## Task instructions
Only the lines from the line holding "Exercise. Tag the tree bark" through the final line of the entries below are to be returned, exactly as they stand.

## Dataset records

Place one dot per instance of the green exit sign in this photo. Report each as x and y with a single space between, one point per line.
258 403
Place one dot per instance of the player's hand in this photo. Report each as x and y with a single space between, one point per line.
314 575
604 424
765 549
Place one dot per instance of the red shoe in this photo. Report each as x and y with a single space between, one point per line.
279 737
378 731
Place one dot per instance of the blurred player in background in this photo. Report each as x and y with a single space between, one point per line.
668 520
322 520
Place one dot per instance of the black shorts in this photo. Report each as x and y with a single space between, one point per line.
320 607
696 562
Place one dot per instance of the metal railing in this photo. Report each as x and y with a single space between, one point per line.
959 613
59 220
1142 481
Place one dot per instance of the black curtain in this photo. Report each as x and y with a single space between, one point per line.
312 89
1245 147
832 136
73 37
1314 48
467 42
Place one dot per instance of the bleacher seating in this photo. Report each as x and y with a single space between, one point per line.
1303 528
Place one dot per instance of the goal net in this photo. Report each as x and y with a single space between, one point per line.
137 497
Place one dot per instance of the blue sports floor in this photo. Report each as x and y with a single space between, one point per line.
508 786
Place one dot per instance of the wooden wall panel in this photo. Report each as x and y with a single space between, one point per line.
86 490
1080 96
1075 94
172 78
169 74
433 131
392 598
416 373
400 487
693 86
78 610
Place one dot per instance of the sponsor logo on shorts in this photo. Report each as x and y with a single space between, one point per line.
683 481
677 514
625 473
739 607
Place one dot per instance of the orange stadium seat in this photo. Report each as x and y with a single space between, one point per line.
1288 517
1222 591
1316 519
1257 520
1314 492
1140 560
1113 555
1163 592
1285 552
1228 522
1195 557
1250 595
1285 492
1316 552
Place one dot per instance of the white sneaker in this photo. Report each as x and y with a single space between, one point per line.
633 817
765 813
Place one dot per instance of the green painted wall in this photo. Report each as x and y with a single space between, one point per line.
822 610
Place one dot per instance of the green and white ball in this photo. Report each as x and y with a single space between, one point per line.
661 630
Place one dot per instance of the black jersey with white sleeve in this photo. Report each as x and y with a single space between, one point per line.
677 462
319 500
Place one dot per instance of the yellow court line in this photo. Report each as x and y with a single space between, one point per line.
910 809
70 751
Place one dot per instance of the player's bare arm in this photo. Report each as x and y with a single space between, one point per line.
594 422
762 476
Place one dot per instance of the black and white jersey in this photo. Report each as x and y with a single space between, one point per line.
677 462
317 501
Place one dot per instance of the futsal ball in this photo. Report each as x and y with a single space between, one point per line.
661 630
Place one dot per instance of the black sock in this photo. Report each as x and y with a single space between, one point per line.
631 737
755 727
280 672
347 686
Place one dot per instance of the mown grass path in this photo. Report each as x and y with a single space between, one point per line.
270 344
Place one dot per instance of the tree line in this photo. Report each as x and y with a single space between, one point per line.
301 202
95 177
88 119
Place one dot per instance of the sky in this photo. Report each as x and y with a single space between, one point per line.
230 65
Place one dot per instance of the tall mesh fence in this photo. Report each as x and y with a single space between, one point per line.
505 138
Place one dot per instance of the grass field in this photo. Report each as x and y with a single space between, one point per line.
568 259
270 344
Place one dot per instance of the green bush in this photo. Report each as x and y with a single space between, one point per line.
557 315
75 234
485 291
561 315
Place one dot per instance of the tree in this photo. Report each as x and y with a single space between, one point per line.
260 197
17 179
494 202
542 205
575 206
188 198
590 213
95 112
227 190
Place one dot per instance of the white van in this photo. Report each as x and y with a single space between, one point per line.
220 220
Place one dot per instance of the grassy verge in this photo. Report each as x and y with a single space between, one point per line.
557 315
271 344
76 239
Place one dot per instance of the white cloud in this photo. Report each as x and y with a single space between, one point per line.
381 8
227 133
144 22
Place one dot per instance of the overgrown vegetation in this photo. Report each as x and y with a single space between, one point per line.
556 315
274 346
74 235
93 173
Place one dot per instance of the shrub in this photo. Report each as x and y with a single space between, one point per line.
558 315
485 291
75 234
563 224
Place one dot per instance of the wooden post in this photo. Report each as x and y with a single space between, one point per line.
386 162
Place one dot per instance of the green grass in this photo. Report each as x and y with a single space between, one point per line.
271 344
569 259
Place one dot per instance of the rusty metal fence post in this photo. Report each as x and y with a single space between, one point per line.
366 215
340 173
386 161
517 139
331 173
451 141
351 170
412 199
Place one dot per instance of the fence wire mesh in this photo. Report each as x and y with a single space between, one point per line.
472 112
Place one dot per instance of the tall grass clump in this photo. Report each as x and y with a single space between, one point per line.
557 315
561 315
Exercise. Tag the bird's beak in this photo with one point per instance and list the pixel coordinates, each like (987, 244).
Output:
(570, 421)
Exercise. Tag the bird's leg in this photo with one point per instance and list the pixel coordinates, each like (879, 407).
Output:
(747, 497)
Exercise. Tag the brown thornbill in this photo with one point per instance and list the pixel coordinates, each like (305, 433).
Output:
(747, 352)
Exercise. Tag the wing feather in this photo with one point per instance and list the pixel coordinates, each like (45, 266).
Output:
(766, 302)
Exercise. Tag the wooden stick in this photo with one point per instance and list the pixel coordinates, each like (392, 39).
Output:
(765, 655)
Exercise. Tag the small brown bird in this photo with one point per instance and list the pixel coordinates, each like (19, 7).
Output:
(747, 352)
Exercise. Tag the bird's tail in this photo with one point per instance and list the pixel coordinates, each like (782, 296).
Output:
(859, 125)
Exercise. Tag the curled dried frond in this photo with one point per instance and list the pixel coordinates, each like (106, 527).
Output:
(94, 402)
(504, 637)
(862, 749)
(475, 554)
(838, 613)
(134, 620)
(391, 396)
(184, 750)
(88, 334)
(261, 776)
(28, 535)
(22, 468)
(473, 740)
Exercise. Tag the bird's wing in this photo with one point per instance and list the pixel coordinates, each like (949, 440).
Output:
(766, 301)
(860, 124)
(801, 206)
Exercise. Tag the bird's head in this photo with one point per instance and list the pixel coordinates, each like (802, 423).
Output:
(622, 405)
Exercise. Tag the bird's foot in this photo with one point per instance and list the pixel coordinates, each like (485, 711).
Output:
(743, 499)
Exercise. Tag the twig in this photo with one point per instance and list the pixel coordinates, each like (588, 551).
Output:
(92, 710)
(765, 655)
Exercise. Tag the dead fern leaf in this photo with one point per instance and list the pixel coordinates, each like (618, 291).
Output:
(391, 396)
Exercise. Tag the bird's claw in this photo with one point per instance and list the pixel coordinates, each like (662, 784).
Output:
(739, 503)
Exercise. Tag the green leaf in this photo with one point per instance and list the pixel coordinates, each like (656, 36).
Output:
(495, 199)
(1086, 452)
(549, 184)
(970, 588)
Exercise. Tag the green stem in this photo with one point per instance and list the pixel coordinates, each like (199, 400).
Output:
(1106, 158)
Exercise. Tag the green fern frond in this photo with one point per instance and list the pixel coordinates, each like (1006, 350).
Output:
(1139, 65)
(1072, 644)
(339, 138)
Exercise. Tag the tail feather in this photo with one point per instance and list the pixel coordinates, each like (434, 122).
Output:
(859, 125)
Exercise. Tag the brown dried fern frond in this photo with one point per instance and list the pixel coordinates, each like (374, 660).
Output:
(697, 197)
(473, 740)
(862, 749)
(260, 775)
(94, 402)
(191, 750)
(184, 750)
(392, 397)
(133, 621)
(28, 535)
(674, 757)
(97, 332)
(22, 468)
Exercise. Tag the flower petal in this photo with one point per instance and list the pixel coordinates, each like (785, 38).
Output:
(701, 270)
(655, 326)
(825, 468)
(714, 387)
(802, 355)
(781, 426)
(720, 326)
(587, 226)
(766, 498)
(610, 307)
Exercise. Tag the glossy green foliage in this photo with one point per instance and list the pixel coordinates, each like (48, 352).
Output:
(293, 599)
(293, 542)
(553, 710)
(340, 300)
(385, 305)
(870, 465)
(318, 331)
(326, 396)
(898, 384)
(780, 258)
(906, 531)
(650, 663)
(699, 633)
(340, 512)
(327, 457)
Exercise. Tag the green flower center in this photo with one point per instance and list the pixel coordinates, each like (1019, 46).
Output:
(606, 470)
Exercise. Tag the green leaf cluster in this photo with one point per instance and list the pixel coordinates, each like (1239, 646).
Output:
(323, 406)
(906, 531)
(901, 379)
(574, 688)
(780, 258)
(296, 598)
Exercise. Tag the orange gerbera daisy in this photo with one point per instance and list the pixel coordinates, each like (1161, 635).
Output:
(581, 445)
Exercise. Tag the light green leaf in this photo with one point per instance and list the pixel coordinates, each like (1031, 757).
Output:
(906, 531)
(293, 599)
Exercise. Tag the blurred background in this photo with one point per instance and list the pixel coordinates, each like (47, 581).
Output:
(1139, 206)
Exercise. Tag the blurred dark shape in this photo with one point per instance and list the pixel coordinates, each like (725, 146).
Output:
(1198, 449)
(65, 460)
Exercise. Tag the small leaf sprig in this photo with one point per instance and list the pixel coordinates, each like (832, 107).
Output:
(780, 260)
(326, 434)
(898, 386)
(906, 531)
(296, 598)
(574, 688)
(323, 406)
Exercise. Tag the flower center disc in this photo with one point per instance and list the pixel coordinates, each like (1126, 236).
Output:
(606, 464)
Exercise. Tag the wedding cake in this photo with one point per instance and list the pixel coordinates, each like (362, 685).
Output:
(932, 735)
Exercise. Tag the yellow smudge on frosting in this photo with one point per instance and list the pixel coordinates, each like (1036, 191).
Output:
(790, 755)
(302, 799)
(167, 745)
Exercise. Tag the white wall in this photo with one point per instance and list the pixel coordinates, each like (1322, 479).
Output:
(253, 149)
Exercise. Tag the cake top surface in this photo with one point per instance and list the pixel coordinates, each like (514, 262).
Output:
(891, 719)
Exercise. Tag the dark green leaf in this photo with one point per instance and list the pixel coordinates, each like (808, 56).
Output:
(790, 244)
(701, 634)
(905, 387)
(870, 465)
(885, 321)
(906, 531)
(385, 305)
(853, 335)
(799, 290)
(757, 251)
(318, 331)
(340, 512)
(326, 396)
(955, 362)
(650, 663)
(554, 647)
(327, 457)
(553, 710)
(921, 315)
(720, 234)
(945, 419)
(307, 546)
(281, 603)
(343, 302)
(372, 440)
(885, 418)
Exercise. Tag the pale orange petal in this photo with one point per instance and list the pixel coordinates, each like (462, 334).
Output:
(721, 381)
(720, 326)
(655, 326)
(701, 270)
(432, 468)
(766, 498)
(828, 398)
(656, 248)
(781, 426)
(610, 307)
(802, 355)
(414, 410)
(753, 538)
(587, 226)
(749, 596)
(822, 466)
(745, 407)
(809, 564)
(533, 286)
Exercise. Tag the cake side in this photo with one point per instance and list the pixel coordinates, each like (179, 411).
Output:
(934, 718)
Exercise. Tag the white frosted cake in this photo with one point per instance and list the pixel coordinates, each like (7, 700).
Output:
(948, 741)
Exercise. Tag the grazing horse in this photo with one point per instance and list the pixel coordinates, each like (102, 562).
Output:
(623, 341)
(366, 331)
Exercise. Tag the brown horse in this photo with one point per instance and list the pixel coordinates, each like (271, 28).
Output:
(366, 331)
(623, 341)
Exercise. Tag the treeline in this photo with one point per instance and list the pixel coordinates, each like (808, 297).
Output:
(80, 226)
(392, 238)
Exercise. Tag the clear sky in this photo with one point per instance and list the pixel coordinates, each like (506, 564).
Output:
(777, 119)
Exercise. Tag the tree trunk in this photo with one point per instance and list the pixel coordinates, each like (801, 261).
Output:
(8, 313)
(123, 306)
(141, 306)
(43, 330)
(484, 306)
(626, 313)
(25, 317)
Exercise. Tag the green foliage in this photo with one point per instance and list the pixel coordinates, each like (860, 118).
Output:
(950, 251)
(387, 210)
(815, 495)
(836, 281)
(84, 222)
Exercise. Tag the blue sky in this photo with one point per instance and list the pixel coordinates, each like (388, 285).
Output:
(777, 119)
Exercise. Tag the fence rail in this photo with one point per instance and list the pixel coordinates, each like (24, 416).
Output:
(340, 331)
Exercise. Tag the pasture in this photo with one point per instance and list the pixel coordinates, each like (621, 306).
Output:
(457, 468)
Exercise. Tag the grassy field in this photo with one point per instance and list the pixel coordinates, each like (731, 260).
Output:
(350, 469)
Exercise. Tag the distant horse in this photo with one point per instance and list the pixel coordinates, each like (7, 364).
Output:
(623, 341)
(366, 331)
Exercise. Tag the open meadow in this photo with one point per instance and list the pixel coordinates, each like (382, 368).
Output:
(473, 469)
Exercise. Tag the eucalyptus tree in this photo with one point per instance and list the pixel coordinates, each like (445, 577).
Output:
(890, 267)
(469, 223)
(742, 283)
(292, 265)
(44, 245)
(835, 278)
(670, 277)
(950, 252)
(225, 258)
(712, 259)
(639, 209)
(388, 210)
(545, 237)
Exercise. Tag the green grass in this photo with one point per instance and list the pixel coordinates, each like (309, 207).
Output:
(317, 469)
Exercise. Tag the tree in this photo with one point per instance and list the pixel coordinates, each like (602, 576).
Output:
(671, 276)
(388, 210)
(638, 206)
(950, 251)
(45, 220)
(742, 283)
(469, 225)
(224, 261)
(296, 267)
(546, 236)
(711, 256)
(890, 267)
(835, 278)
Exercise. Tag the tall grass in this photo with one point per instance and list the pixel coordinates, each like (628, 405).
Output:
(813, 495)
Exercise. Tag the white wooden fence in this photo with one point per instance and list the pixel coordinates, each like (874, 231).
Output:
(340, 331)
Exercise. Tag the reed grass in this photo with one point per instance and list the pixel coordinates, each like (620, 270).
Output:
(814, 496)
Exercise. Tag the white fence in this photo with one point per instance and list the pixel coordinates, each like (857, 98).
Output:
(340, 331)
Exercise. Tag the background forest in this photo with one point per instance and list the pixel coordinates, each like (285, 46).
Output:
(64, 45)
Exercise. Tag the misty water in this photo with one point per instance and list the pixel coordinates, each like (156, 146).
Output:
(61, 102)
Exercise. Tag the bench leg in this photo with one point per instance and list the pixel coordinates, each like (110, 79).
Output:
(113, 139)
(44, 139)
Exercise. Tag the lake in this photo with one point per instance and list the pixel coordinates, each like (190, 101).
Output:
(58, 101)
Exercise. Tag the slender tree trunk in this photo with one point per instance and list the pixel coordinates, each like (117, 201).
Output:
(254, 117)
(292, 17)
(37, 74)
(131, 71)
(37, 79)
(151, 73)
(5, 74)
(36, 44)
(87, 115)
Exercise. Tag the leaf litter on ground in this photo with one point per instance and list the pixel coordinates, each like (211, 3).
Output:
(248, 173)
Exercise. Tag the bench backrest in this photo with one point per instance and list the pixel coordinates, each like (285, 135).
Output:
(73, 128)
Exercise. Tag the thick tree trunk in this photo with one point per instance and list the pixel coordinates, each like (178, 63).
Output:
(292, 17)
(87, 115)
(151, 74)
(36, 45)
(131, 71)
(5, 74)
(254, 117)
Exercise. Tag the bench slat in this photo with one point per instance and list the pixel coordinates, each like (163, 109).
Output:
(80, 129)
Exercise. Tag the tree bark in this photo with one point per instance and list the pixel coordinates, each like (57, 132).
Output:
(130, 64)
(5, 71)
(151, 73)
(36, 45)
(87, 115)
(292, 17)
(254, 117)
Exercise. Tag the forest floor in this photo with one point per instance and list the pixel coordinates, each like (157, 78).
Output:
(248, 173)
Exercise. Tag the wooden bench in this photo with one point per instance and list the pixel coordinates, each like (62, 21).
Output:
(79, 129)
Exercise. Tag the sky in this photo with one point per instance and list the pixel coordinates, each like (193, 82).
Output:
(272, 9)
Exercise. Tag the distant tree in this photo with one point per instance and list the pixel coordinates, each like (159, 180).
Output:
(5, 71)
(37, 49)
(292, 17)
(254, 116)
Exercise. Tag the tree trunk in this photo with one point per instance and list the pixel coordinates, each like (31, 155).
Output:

## Solution for this task
Exercise. Tag the tree bark in this photo with one point per instance and list the pixel coordinates, each like (57, 132).
Output:
(130, 64)
(5, 71)
(151, 73)
(36, 45)
(87, 115)
(292, 17)
(254, 117)
Exercise. Tag the forest floor in this photo with one point per instance and list the pixel coordinates, each like (157, 78).
Output:
(248, 173)
Exercise. Tag the wooden bench in this photo with one point per instance and list the pixel coordinates, each like (62, 21).
Output:
(79, 129)
Exercise. Tag the sky in this photo with one point per instance and list the pixel coordinates, each like (193, 82).
Output:
(272, 9)
Exercise. Tag the distant tree in this photo with one point per instance and list the pixel coordinates, each like (159, 180).
Output:
(5, 71)
(37, 49)
(292, 17)
(254, 116)
Exercise. Tag the tree trunk in this photo with one point per instance and list the pixel coordinates, each like (31, 155).
Output:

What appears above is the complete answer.